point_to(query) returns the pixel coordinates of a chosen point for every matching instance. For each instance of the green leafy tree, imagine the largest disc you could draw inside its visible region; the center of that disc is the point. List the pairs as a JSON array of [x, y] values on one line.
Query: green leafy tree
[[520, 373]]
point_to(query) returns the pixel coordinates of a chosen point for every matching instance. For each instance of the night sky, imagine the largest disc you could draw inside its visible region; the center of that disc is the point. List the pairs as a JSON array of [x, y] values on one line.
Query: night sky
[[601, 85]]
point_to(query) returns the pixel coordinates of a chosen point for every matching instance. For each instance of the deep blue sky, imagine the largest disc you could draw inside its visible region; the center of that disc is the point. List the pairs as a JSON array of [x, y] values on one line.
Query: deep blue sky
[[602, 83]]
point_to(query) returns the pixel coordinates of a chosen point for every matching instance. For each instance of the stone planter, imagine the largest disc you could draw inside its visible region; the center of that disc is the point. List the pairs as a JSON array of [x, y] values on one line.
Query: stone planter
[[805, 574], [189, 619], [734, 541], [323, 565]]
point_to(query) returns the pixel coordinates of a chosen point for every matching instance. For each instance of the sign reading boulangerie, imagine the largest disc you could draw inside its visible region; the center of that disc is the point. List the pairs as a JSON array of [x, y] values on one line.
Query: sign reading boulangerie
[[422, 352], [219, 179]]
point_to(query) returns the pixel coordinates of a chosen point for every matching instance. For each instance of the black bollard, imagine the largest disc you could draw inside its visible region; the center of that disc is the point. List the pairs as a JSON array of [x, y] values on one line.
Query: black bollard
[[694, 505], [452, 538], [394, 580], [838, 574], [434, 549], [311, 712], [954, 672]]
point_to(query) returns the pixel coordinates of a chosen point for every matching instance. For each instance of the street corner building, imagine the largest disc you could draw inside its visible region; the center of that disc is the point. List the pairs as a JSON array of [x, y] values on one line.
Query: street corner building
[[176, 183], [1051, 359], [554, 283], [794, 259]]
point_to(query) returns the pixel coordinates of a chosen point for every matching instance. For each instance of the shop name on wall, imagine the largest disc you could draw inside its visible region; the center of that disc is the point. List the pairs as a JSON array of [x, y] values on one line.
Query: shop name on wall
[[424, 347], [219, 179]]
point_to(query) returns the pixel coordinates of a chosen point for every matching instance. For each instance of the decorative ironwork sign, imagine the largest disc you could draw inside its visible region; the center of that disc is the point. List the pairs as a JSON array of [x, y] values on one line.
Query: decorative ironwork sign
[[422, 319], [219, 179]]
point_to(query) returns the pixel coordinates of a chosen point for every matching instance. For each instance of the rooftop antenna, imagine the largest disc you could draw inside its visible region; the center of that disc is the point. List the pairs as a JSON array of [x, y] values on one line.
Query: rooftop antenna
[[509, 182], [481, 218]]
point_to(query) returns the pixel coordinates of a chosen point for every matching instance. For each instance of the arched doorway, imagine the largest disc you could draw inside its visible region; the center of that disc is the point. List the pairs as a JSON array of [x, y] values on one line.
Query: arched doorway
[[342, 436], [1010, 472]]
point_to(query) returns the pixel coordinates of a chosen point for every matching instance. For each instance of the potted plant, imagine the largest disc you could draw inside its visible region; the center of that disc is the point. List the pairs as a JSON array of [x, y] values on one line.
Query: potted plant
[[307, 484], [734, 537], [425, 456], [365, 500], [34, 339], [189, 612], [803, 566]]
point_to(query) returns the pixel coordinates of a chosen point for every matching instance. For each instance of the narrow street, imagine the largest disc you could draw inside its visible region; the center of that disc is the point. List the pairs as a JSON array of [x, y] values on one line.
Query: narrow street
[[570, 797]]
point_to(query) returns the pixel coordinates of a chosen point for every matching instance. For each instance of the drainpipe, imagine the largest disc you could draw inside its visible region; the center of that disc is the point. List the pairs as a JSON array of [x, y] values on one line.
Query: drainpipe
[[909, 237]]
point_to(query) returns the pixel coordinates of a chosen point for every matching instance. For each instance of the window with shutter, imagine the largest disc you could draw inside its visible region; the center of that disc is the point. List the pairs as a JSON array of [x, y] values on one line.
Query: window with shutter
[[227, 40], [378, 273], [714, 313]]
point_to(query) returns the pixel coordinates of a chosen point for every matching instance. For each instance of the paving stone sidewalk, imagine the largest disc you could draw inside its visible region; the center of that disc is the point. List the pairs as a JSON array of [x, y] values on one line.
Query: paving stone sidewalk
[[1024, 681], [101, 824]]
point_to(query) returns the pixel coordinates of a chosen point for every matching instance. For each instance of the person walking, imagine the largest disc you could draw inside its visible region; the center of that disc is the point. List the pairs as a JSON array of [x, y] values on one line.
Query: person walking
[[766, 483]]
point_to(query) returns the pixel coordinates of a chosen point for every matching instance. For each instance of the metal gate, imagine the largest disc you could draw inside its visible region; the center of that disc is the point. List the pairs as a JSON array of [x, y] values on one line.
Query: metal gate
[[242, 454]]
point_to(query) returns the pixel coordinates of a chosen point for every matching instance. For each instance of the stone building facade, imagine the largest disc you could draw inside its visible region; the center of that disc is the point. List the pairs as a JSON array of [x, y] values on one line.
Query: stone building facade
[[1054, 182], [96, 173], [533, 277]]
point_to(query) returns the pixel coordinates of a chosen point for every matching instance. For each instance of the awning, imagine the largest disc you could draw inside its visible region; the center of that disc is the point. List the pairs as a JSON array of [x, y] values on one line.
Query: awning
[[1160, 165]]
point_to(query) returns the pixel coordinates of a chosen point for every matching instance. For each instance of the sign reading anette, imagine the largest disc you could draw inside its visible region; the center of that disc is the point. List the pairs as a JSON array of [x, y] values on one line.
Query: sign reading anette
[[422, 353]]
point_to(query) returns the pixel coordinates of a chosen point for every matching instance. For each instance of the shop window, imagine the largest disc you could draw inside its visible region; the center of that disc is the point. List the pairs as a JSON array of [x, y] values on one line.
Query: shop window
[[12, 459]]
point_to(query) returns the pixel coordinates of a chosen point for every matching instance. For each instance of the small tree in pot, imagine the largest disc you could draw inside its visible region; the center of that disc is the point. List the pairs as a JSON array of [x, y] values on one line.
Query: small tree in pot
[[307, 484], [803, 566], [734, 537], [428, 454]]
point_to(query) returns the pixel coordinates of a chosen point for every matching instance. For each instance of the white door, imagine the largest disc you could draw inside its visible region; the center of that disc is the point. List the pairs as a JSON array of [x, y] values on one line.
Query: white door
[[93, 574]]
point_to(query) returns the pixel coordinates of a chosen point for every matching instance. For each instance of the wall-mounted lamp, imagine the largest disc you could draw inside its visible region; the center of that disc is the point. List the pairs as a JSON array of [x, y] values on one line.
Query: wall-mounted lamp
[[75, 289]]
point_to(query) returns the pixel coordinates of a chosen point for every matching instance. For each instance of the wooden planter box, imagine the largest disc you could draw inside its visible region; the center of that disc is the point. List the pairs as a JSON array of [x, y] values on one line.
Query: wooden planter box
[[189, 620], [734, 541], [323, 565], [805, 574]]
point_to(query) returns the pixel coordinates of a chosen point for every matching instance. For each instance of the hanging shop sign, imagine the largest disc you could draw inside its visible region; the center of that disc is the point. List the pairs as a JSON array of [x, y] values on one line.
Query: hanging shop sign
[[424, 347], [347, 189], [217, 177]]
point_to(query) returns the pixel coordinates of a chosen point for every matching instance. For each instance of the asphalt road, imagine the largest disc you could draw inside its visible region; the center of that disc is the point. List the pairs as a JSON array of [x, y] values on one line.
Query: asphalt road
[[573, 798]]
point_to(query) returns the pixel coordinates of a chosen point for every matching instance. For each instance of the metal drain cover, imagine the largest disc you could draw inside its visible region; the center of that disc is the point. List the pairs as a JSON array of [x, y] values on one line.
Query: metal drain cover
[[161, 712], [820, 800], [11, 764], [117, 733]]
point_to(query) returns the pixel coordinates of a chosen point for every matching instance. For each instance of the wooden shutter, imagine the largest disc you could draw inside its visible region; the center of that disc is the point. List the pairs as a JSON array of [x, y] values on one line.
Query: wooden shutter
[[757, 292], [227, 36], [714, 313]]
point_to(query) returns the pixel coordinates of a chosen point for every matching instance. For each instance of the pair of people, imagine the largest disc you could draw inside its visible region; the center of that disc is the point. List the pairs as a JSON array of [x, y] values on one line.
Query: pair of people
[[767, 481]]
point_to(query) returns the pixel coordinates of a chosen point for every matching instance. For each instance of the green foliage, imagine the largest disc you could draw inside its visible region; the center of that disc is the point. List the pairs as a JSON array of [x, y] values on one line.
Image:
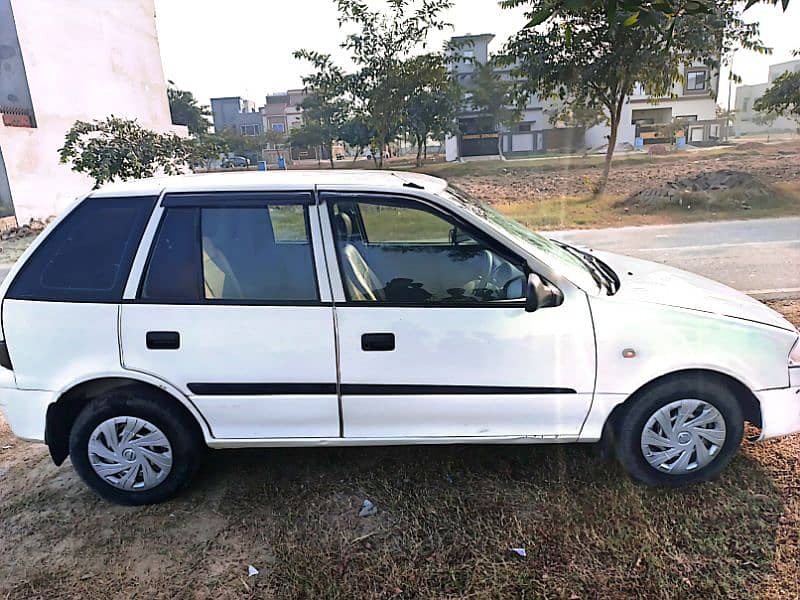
======
Switch "rooftop antenna" to "roof aerial" in the lines between the one holding "the shop name" and the one holding "[[509, 182], [481, 218]]", inclusive, and reproduce only those lines with everything else unchanged.

point_to(query) returns the pixel coordinates of a chosen point for every matching instance. For each instance of the shop name on wall, imagine the largest disc you could draw inside its visible region; the center of that disc is the point. List the pairs as a JSON array of [x, y] values on one line.
Query: shop name on wall
[[424, 347], [219, 179]]
point_to(query) returns the pixel coordinates of a chosen point for every matching instance. For each instance of the decorative ironwork sign, imagine the largest disc you could draw inside its visible region; the center of that disc is the point. List the pairs as a JSON array of [x, y] values on one line.
Query: decorative ironwork sign
[[422, 319], [219, 179]]
point_to(query) returns the pixel coordinates of a chosen point for every matching instance. For each instance of the roof aerial, imagine the largest disc you could draw inside its visible region; the center of that disc is the point. List the pairs as a JSON array of [x, y] values on one line.
Query: roof aerial
[[509, 182], [481, 218]]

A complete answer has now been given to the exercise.